• **Directions**: Rewrite the lines below as a numbered list, starting with the line that contains "Objective: for every instance of the ceiling fan, indicate" and running through the last line. Skip any blank lines.

------ Extracted data

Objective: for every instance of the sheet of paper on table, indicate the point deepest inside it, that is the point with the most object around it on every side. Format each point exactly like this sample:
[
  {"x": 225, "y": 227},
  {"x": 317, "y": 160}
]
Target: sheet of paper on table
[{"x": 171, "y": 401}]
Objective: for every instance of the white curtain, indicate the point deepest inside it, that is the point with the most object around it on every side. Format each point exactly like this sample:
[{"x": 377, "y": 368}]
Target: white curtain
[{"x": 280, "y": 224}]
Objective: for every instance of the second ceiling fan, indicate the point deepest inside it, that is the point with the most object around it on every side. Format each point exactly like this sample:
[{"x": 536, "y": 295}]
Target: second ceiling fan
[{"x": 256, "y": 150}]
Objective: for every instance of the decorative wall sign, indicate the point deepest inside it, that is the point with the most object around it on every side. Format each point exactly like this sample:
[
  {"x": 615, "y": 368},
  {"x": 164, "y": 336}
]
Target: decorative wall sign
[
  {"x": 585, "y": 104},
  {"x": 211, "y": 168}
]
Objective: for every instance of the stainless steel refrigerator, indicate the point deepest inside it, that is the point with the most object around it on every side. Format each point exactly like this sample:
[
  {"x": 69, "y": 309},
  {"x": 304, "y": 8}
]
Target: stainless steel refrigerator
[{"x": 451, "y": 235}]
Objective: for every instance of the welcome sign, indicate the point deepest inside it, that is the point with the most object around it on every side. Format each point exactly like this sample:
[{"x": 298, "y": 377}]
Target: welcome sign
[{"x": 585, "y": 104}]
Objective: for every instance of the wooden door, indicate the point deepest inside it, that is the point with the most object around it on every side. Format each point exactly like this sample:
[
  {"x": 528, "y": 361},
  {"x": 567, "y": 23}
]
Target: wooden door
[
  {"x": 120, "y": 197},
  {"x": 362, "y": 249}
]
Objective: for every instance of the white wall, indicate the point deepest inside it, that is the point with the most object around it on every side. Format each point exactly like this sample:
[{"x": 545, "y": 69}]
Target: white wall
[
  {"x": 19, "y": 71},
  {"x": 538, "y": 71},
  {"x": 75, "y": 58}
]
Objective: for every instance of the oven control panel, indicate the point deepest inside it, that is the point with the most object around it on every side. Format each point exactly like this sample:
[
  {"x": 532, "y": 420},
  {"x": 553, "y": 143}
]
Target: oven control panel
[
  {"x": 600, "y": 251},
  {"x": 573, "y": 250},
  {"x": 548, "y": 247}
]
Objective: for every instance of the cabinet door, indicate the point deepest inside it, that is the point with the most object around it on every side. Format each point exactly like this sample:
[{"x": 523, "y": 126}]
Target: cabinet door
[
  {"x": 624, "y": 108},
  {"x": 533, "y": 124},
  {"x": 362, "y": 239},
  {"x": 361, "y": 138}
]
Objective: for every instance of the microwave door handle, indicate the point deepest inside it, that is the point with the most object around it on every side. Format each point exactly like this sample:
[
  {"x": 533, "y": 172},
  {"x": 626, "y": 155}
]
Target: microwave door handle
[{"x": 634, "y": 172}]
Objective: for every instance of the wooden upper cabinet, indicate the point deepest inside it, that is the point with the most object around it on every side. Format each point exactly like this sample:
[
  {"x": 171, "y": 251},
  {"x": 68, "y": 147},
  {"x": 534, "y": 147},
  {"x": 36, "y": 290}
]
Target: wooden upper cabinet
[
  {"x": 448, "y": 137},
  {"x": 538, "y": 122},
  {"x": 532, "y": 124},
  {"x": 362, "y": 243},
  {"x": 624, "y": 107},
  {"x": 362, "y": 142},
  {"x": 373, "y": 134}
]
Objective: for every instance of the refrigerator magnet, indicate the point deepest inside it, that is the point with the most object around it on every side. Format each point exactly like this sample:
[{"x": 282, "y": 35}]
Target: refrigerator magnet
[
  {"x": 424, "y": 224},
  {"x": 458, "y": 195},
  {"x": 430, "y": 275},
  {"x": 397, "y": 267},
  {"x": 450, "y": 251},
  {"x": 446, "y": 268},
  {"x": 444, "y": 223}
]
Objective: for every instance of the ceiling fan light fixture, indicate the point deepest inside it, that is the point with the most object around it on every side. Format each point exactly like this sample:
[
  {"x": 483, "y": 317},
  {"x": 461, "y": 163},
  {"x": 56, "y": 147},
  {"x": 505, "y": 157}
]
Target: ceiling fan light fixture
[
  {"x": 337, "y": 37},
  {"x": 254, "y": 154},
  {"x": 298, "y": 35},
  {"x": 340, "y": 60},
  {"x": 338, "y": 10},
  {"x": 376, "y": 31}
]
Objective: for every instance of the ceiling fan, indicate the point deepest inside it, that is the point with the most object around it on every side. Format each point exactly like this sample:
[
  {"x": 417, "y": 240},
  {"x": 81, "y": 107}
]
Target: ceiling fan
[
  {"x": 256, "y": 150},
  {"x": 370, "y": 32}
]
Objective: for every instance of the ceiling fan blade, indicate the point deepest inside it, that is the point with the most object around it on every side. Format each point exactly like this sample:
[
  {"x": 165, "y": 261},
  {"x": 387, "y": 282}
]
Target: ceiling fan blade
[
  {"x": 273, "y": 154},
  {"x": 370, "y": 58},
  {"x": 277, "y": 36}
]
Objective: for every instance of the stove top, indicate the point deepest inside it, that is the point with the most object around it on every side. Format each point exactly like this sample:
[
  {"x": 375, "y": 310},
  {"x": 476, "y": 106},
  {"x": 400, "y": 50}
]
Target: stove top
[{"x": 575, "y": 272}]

------------

• **Response to the exercise**:
1. Objective: for every instance of the ceiling fan, indicate the point deepest inside it, that is the point with the most object around it on every side. Format each point exactly like this sample:
2. [
3.   {"x": 417, "y": 240},
4.   {"x": 81, "y": 107}
5. ]
6. Target: ceiling fan
7. [
8.   {"x": 256, "y": 150},
9.   {"x": 370, "y": 32}
10. ]
11. Objective: for every instance of the ceiling fan blade, indicate the point deepest inside it, that is the point with the most object around it on every side. Format each point exactly like this sample:
12. [
13.   {"x": 165, "y": 261},
14.   {"x": 387, "y": 282}
15. ]
16. Target: ceiling fan blade
17. [
18.   {"x": 273, "y": 154},
19.   {"x": 370, "y": 58},
20.   {"x": 277, "y": 36}
21. ]
22. Objective: for every instance of the stove top, indicate the point deepest inside it, that is the point with the most object around it on every side. Format each point exactly like this sample:
23. [
24.   {"x": 375, "y": 310},
25.   {"x": 476, "y": 106},
26.   {"x": 400, "y": 50}
27. ]
28. Target: stove top
29. [{"x": 575, "y": 272}]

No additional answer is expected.